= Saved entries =
=======

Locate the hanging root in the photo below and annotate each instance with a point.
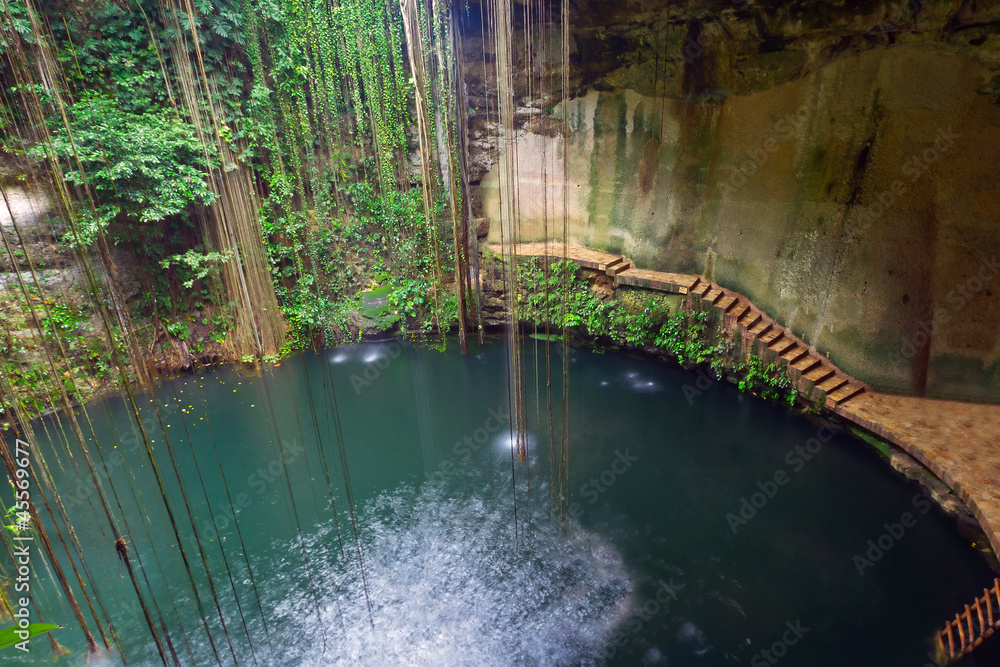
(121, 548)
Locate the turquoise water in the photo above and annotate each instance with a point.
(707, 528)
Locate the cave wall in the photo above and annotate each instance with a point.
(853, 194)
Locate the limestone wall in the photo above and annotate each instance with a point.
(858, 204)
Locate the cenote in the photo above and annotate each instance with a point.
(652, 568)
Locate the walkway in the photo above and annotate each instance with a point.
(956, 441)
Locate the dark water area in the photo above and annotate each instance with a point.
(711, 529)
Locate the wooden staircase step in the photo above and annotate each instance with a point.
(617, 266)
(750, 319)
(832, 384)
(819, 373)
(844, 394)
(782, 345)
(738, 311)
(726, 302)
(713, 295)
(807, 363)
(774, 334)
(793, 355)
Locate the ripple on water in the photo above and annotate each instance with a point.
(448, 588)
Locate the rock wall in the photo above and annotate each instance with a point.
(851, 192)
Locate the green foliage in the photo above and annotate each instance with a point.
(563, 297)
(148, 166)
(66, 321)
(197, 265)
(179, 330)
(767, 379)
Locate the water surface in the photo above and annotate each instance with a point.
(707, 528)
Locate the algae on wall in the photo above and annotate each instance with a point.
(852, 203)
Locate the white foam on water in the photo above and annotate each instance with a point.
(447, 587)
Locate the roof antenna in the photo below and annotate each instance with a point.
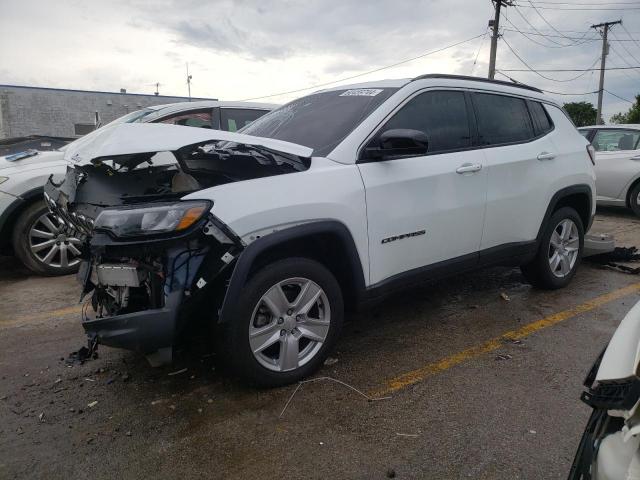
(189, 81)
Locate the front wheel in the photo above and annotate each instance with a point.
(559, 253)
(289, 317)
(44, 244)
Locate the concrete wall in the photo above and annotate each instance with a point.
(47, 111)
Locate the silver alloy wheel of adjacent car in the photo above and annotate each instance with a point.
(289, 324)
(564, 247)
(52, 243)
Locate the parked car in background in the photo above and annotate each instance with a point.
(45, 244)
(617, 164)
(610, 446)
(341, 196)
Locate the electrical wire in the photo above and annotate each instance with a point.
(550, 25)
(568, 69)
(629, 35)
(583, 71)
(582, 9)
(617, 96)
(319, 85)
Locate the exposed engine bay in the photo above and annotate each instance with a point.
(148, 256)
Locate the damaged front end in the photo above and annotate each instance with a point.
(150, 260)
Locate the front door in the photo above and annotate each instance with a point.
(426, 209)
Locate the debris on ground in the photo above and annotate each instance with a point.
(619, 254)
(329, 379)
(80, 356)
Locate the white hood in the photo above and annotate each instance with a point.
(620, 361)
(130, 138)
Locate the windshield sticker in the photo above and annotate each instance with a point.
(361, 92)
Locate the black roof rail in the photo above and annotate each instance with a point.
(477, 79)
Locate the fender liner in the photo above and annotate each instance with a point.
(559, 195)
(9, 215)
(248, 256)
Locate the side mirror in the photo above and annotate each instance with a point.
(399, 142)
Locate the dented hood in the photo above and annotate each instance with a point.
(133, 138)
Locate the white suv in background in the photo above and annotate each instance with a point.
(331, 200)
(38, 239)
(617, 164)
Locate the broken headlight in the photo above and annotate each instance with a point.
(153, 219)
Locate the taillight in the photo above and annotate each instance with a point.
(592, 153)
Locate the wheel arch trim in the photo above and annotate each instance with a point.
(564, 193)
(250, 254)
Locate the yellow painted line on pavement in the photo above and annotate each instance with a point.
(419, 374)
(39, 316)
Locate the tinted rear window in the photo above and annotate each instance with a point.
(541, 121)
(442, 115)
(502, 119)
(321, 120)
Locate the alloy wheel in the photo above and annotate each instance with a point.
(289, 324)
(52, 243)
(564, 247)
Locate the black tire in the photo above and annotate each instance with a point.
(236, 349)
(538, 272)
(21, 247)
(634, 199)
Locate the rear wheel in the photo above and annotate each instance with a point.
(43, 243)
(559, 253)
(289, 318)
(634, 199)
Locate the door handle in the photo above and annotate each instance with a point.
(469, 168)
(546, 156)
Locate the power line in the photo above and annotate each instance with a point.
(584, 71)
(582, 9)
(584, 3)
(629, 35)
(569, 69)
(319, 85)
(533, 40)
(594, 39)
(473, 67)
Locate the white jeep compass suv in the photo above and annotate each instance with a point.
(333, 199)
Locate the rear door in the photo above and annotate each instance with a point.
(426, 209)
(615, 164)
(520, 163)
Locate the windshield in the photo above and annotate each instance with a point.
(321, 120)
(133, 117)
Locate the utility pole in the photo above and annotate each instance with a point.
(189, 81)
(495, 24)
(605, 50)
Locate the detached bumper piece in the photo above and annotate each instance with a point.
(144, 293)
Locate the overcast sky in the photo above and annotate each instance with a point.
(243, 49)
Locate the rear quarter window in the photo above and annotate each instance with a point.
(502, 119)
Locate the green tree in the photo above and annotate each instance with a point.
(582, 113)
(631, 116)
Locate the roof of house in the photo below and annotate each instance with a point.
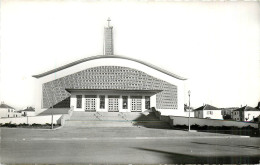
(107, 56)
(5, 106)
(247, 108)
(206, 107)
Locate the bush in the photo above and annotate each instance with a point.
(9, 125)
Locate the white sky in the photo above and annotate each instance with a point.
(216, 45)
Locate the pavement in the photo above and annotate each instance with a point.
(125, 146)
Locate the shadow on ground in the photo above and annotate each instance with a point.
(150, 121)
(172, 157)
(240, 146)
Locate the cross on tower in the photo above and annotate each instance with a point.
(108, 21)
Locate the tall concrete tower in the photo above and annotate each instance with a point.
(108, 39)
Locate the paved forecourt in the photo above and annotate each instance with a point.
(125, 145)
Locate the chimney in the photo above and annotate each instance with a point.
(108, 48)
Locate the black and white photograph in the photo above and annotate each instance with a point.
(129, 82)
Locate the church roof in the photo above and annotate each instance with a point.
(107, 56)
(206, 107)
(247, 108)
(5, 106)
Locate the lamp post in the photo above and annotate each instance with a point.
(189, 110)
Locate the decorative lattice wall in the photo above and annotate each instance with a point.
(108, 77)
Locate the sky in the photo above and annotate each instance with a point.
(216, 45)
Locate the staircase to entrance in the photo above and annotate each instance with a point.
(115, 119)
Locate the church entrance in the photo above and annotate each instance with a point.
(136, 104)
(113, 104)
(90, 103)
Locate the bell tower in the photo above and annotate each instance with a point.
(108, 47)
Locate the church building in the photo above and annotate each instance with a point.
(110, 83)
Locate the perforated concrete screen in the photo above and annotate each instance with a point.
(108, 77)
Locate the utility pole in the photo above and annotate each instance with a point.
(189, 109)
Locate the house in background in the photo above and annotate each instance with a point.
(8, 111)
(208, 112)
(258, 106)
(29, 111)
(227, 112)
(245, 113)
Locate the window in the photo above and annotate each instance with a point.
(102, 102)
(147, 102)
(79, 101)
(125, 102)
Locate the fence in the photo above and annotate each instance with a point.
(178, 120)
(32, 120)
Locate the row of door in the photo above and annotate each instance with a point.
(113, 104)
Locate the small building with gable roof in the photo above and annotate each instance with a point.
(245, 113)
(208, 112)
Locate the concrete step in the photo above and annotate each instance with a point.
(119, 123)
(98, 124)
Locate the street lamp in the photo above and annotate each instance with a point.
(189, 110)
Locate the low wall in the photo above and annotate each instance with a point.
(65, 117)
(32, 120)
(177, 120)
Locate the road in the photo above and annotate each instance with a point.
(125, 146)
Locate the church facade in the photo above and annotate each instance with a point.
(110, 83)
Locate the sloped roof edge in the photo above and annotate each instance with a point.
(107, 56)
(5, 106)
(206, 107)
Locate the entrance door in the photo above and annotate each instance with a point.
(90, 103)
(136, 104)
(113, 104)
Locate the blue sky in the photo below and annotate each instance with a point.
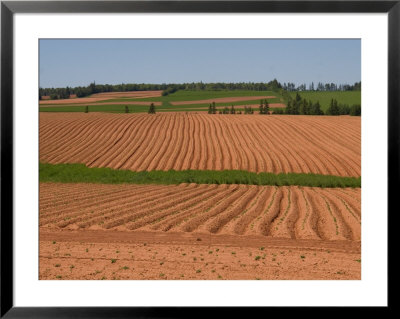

=======

= Task description =
Each record has to be set down verbatim, and the pictures must not appear in the copy.

= Output of the exercise =
Locate the hanging root in the photo below and annotate each instance with a point.
(121, 548)
Locate the turquoise water in the photo above and annotate each instance with a point.
(707, 528)
Locate the cave wall in the photo above and annotate each instance with a point.
(853, 194)
Locate the limestone wall in the photo above and annotate each instance with a point.
(858, 204)
Locate the cenote in the photo above and annotate each instance with a point.
(652, 568)
Locate the walkway in the photo above and annotate each instance with a point.
(956, 441)
Locate the dark water area in the photo above and annotate each instance with a point.
(711, 529)
Locate the wooden staircase step in the photo above and annotate each instance with a point.
(617, 266)
(750, 319)
(832, 384)
(819, 373)
(844, 394)
(782, 345)
(738, 311)
(726, 302)
(713, 295)
(807, 363)
(774, 334)
(793, 355)
Locate the ripple on water in the photo above and annotate each instance with a point.
(448, 588)
Locate the rock wall in the photo above and annotate each instance with a point.
(851, 192)
Locate the green foliage in the photo above and annotate each instance with a point.
(563, 297)
(148, 166)
(66, 321)
(197, 265)
(179, 330)
(767, 379)
Locate the water surface in the photo above and annotate each instance with a point.
(707, 528)
Locate the algae on wall in the photo above and annotate each instance with a point.
(852, 203)
Locate the white foam on water in the photo above and annotate each instance with a point.
(447, 587)
Locate the roof antenna in the photo below and annotate each instance with a point.
(189, 81)
Locate the front wheel in the photo above and annotate each instance with a point.
(559, 253)
(289, 317)
(44, 244)
Locate the concrete wall in the photo above and annotate each instance with a point.
(47, 111)
Locate the silver alloy wheel of adjacent car in the photo above and annotate each instance with a point.
(289, 324)
(564, 247)
(52, 243)
Locate the parked car in background in the photo above and annotate each instance with a point.
(45, 244)
(617, 164)
(610, 446)
(341, 196)
Locate the electrical wire in the photo above and annotate each instance with a point.
(550, 25)
(568, 69)
(629, 35)
(583, 71)
(582, 9)
(617, 96)
(319, 85)
Locate the exposed engine bay in the photo above and annotate each instance with a point.
(148, 256)
Locate the damaged front end in the photo above and annotate each instance with a point.
(150, 260)
Locate the front door in the photo above and annotate each instance with a point.
(426, 209)
Locate the debris on ground in the photo above and annotate each instance with a point.
(619, 254)
(329, 379)
(80, 356)
Locate the white hood in the photo above and annotate each instance with a point.
(620, 361)
(130, 138)
Locate the windshield sticker in the photo above and annotate each instance with a point.
(361, 92)
Locate the black roof rail in the photo above and annotate each instance with a point.
(477, 79)
Locate the fender liner in the photo above and annotate each instance with a point.
(559, 195)
(9, 215)
(248, 256)
Locate the side mirror in the photo above and annotate each instance with a point.
(399, 142)
Locate the dented hood in the photo above and annotate each instance with a point.
(133, 138)
Locate the white suv in background in the photo above and annotate each instance with a point.
(331, 200)
(38, 239)
(617, 164)
Locate the broken headlight in the photo above and annotate each instance with a point.
(153, 219)
Locate the taillight in the photo above and annotate each instance with a point.
(592, 153)
Locate the wheel arch trim in the photo above and annotate each instance with a point.
(564, 193)
(250, 254)
Locate the yellow painted line on pavement in the photo above and annotate each instance with a point.
(419, 374)
(39, 316)
Locate the tinted rear window in the photo above and annotate each instance with a point.
(541, 121)
(442, 115)
(502, 119)
(321, 120)
Locate the alloy wheel in the photo above and annotate each instance with a point.
(289, 324)
(52, 243)
(564, 247)
Locate the black tire in the photo above and annotate each instance with a point.
(236, 349)
(538, 272)
(21, 247)
(634, 199)
Locate the rear wheel in the photo above and annotate each instance with a point.
(43, 243)
(559, 253)
(289, 318)
(634, 199)
Locate the door handle in the photo above and annotate each instance with a point.
(469, 168)
(546, 156)
Locate the power line in the photo above and annotate each instance with a point.
(584, 71)
(582, 9)
(584, 3)
(629, 35)
(569, 69)
(319, 85)
(533, 40)
(594, 39)
(473, 67)
Locate the white jeep compass suv in the photo above and annotate each instance with a point.
(333, 199)
Locate the rear door in the photo above and annotate each instance with a point.
(426, 209)
(615, 164)
(520, 163)
Locate the windshield in the photo above and annotate each instance with a point.
(321, 120)
(133, 117)
Locate the utility pole in the photo above and annotate each instance with a point.
(189, 81)
(495, 24)
(605, 50)
Locate the detached bumper piece in the photo above and annotate each instance with a point.
(144, 293)
Locate the overcast sky in the photo above and annotate each instance with a point.
(243, 49)
Locate the rear quarter window in the photo above and annotate each instance with a point.
(502, 119)
Locate the green tree in the photo above and annotate each instance with a point.
(582, 113)
(631, 116)
Locate the roof of house in the photo below and annotate each instance with a point.
(107, 56)
(5, 106)
(247, 108)
(206, 107)
Locate the bush in the photo above and annotate each instance with a point.
(9, 125)
Locate the white sky in the photo above and annotate each instance with a point.
(216, 45)
Locate the pavement in the photo above and annotate each instance with a point.
(125, 146)
Locate the shadow on ground in the photo above and annotate each instance with a point.
(150, 121)
(172, 157)
(240, 146)
Locate the cross on tower in the photo above and annotate each instance with a point.
(108, 21)
Locate the tall concrete tower in the photo above and annotate each instance with a point.
(108, 39)
Locate the paved forecourt in the photo above and annotate each instance with a point.
(125, 145)
Locate the chimney in the photo above and annotate each instance with a point.
(108, 48)
Locate the black and white photograph in the photo above and annotate each instance with a point.
(129, 82)
Locate the church roof in the photo above and annotate each instance with a point.
(107, 56)
(206, 107)
(247, 108)
(5, 106)
Locate the lamp post in the photo above and annotate each instance with a point.
(189, 110)
Locate the decorative lattice wall in the photo above and annotate each instance with a point.
(108, 77)
Locate the sky in the photo above and annotate each instance with a point.
(216, 45)
Locate the staircase to entrance in the photo above and annotate each instance with a point.
(115, 119)
Locate the church entrance in the photo above and annotate each instance with a point.
(136, 104)
(113, 104)
(90, 103)
Locate the bell tower in the photo above and annotate each instance with a point.
(108, 47)
Locate the church building in the photo above and annotate each instance with a point.
(110, 83)
Locate the perforated concrete screen in the photo above and annotate each instance with a point.
(108, 77)
Locate the utility pole in the photo above and annotate each instance with a point.
(189, 109)
Locate the house in background in the photo above and annotate each instance with a point.
(8, 111)
(208, 112)
(258, 106)
(29, 111)
(227, 112)
(245, 113)
Locate the window in the photo above and annotate each instance with a point.
(102, 102)
(147, 102)
(79, 101)
(125, 102)
Locate the fence in the photo above and annotate each instance with a point.
(178, 120)
(32, 120)
Locate the row of door in the photo above and annotate each instance with a point.
(113, 104)
Locate the small building with gable roof in the photo above and annotate each instance with a point.
(245, 113)
(208, 112)
Locate the concrete step in the photo above and annotate each instance with a point.
(119, 123)
(98, 124)
Locate the street lamp in the photo above and annotate each instance with a point.
(189, 110)
Locate the low wall in the photo above and annotate each instance with a point.
(65, 117)
(32, 120)
(177, 120)
Locate the road in the photo above and annotate each instance with a point.
(125, 146)
Locate the church facade in the photo above and annotate each instance with a point.
(110, 83)
Locate the sloped roof edge in the photo above and annotate each instance with a point.
(107, 56)
(5, 106)
(206, 107)
Locate the entrance door in the photo above and annotate each instance with a point.
(90, 103)
(136, 104)
(113, 104)
Locate the blue sky in the photo below and annotate each instance with a point.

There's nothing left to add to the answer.